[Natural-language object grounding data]

※

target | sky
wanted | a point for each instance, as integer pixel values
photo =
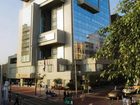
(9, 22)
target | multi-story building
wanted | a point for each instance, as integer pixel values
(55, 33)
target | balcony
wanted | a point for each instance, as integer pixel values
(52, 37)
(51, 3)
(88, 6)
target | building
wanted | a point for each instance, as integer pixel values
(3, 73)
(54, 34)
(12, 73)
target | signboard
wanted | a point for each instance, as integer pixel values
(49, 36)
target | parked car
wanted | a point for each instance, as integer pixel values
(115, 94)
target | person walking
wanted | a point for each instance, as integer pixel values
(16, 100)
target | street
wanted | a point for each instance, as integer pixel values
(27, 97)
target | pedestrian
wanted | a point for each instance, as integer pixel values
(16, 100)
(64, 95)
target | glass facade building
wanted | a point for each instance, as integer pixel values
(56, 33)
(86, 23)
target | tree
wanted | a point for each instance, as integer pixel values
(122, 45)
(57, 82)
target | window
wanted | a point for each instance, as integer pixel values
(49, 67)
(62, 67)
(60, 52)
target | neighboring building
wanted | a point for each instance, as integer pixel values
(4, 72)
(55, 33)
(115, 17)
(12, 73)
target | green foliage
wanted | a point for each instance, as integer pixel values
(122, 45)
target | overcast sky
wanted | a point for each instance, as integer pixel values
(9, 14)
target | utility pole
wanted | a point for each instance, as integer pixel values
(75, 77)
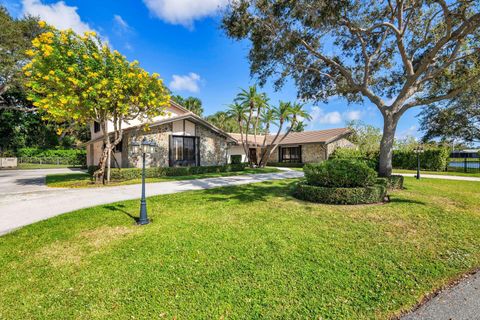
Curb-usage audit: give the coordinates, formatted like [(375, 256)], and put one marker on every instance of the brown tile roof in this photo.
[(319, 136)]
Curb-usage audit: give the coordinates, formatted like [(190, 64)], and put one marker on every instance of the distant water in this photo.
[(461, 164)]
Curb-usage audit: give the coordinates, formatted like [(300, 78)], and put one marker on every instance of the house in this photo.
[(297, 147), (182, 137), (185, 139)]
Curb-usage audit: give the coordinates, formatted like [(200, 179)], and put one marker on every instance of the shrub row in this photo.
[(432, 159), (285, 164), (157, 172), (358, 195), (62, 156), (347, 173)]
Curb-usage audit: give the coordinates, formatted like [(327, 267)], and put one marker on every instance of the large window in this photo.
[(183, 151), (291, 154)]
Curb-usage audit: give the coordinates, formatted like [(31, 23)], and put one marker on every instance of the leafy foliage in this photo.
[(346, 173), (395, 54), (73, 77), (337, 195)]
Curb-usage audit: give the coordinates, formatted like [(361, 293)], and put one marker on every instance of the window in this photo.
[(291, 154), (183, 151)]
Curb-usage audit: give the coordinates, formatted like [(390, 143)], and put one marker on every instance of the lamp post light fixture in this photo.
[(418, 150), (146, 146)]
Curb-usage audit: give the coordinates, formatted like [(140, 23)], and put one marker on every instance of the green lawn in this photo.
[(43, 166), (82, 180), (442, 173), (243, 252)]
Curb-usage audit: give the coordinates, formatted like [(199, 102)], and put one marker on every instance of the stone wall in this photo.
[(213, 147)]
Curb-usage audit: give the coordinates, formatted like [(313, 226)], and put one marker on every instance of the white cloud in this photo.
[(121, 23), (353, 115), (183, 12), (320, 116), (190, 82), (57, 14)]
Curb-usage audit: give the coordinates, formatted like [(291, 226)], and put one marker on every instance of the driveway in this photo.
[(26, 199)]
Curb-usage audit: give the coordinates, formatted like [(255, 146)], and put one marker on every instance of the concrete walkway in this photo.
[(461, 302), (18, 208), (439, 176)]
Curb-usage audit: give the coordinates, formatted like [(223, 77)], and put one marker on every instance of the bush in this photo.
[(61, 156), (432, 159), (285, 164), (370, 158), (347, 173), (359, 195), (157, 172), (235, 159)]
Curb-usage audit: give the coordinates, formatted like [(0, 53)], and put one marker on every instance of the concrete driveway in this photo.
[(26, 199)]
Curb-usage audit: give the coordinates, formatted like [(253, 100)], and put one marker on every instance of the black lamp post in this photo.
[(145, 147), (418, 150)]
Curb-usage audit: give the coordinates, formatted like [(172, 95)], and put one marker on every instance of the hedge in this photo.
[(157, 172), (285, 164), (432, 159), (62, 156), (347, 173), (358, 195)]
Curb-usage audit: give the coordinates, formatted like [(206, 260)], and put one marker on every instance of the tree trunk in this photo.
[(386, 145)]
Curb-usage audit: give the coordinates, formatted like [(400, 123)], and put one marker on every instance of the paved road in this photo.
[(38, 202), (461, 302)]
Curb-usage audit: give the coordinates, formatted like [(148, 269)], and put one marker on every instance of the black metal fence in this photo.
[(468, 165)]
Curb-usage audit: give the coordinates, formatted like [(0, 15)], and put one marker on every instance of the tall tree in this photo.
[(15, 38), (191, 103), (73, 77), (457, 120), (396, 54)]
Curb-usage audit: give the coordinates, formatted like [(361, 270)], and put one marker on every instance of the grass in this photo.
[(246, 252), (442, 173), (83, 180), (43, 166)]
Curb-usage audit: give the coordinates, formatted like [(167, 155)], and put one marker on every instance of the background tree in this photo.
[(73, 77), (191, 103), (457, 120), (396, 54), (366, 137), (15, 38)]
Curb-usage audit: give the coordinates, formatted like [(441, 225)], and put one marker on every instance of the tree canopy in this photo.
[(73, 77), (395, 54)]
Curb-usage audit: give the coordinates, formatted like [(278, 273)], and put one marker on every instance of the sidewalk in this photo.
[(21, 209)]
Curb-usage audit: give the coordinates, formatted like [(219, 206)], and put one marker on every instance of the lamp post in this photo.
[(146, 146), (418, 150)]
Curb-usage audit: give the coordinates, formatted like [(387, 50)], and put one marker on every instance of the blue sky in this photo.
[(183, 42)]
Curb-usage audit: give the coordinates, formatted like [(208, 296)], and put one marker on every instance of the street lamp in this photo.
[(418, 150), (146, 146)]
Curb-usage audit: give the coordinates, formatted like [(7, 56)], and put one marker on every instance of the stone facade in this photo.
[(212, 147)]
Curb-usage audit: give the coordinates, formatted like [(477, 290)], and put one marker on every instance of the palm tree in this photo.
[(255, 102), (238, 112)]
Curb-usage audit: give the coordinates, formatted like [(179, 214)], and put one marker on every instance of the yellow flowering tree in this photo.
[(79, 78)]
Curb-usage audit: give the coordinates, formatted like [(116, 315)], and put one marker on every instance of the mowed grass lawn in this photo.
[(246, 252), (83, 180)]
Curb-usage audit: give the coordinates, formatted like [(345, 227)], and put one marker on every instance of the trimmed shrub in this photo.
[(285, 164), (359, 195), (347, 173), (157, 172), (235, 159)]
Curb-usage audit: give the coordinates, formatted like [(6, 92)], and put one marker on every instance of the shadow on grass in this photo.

※

Task requirements - In the reply, each line of the data must appear exactly as written, and no picture may appear.

Answer area -
target | sky
wanted | a point for each instance, as integer pixel values
photo =
(9, 22)
target | multi-story building
wanted | a point for each instance, as integer pixel values
(55, 33)
target | balcony
wanted | a point for each instance, as integer pixel values
(52, 37)
(51, 3)
(88, 6)
target | building
wanted | a point for each instance, as integer pixel values
(3, 73)
(54, 34)
(12, 73)
target | signboard
wanted | a point for each instance, as integer pixel values
(49, 36)
target | parked car
wanted | a point for each instance, as integer pixel values
(115, 94)
target | person walking
wanted | a point for each instance, as integer pixel values
(16, 100)
target | street
wanted | a point for each instance, as integer pixel values
(27, 97)
target | pedestrian
wanted | a point for each instance, as integer pixel values
(16, 100)
(64, 95)
target | glass facade building
wanted | a point for each instance, as integer pixel values
(56, 33)
(86, 23)
target | tree
wanted | a point for each instance, as integer pixel values
(122, 45)
(57, 82)
target | window
wanted | a point for each instance, as integer pixel values
(49, 67)
(62, 67)
(60, 52)
target | neighboring building
wanted | a point for each instance, as integer pixel values
(4, 72)
(55, 33)
(115, 17)
(12, 73)
target | green foliage
wanted | a point for each instance, as integer pixel values
(122, 45)
target | overcast sky
wanted | a point for each instance, as integer pixel values
(9, 14)
target | utility pole
wanted | a point for each instance, as integer pixel values
(75, 77)
Curb-usage audit: give the coordinates, formatted like [(375, 256)], and put one marker on every instance of the brown tile roof in this photo.
[(319, 136)]
Curb-usage audit: give the coordinates, formatted like [(190, 64)], and put one marker on every instance of the distant water in this photo.
[(461, 164)]
Curb-usage audit: give the coordinates, formatted like [(300, 78)], and put one marker on every instance of the house in this photo.
[(297, 147), (182, 137), (185, 139)]
Curb-usage audit: give the coordinates, formatted like [(200, 179)], and put one marker on every instance of the shrub row in this photo.
[(432, 159), (285, 164), (157, 172), (358, 195), (62, 156), (347, 173)]
Curb-usage audit: give the coordinates, formatted like [(327, 267)], and put one marker on every instance of the large window in this photo.
[(183, 151), (291, 154)]
Curb-usage audit: give the coordinates, formatted like [(31, 23)], and put one marker on every instance of the leafy foliage in this photo.
[(346, 173), (395, 54), (73, 77), (337, 195)]
Curb-usage audit: give the coordinates, formatted like [(361, 293)], and put one marker on every instance of the window in this photo.
[(291, 154), (183, 151)]
Curb-usage audit: give the coordinates, formatted like [(390, 143)], and put one marker on every instance of the lamp post light fixture in this photo.
[(418, 150), (146, 146)]
Curb-usage audit: give the coordinates, formatted like [(140, 23)], and put one marker on every instance of the green lawn in this photo.
[(43, 166), (82, 180), (442, 173), (243, 252)]
Curb-usage audit: give the coordinates, formatted like [(199, 102)], and put one marker on every instance of the stone wall in this photo.
[(213, 147)]
Curb-usage audit: give the coordinates, formatted like [(313, 226)], and put one marker on every instance of the white cloud in this photo.
[(121, 23), (353, 115), (183, 12), (320, 116), (190, 82), (57, 14)]
Curb-usage audit: give the coordinates, formatted like [(291, 226)], and put one marker on every instance of the driveway in this photo.
[(26, 199)]
Curb-usage audit: give the coordinates, formatted like [(255, 146)], and put one marker on every instance of the concrete walkway in this photo.
[(461, 302), (18, 208), (439, 176)]
Curb-usage audit: give the coordinates, formatted like [(223, 77)], and put one marker on every instance of the bush in this photo.
[(61, 156), (432, 159), (285, 164), (370, 158), (347, 173), (359, 195), (157, 172), (235, 159)]
Curb-usage audit: give the coordinates, formatted like [(0, 53)], and put one marker on every instance of the concrete driveway in this photo.
[(26, 199)]
Curb-usage audit: give the coordinates, formatted like [(253, 100)], and put one marker on every instance of the black lamp post in this photo.
[(145, 147), (418, 150)]
Curb-usage audit: give the coordinates, formatted like [(172, 95)], and put one marker on every instance of the hedge in this photo.
[(157, 172), (285, 164), (432, 159), (62, 156), (347, 173), (358, 195)]
Curb-usage audit: give the coordinates, formatted like [(206, 260)], and put one marker on every instance of the tree trunk in this photo.
[(386, 145)]
Curb-usage audit: give the coordinates, formatted like [(400, 123)], and put one marker on every instance of the paved road in this photo.
[(38, 202), (461, 302)]
Curb-usage audit: give the coordinates, formatted like [(148, 269)], and put one marker on every instance of the black metal fence in this photo.
[(468, 165)]
Curb-usage audit: give the coordinates, formatted like [(0, 15)], and put one marker on every instance of the tall tree in this photo.
[(15, 38), (191, 103), (73, 77), (457, 120), (396, 54)]
Curb-usage audit: give the coordinates, formatted like [(361, 270)], and put one marker on every instance of the grass in this photo.
[(246, 252), (442, 173), (83, 180), (43, 166)]
Curb-usage audit: give the coordinates, formatted like [(167, 155)], and put one marker on every instance of the background tree in this photo.
[(73, 77), (191, 103), (457, 120), (396, 54), (366, 137), (15, 38)]
Curb-usage audit: give the coordinates, formatted like [(441, 225)], and put one marker on every instance of the tree canopy in this photo.
[(73, 77), (395, 54)]
Curb-usage audit: give the coordinates, formatted like [(278, 273)], and put one marker on every instance of the sidewalk in this photo.
[(21, 209)]
Curb-usage audit: give the coordinates, formatted like [(219, 206)], and put one marker on every instance of the lamp post in this photo.
[(146, 146), (418, 150)]
Curb-usage audit: give the coordinates, formatted like [(387, 50)], and put one marker on every instance of the blue sky in this photo.
[(183, 42)]
Curb-usage audit: give the coordinates, formatted like [(208, 296)], and put one marker on every instance of the street lamp in this photo.
[(418, 150), (146, 146)]
Curb-usage audit: give the coordinates, formatted like [(7, 56)], and put one marker on every instance of the stone facade in this photo.
[(212, 147)]
Curb-usage audit: give the coordinates, formatted like [(477, 290)], and put one marker on every instance of the palm tree in this photo.
[(255, 102), (238, 112)]
Curb-usage audit: give the coordinates, formatted like [(179, 214)], and put one marker on every instance of the yellow flowering tree in this photo.
[(79, 78)]
Curb-usage audit: give the coordinates, formatted like [(116, 315)], and put one marker on every instance of the mowed grass lawn in this photo.
[(246, 252), (83, 180)]
Curb-usage audit: give the coordinates, formatted like [(345, 227)], and put one marker on every instance of the trimmed shrub in this photo.
[(285, 164), (359, 195), (347, 173), (157, 172), (235, 159)]
Curb-usage audit: give the coordinates, formatted like [(6, 92)], and put one marker on every instance of the shadow on grass in this photo.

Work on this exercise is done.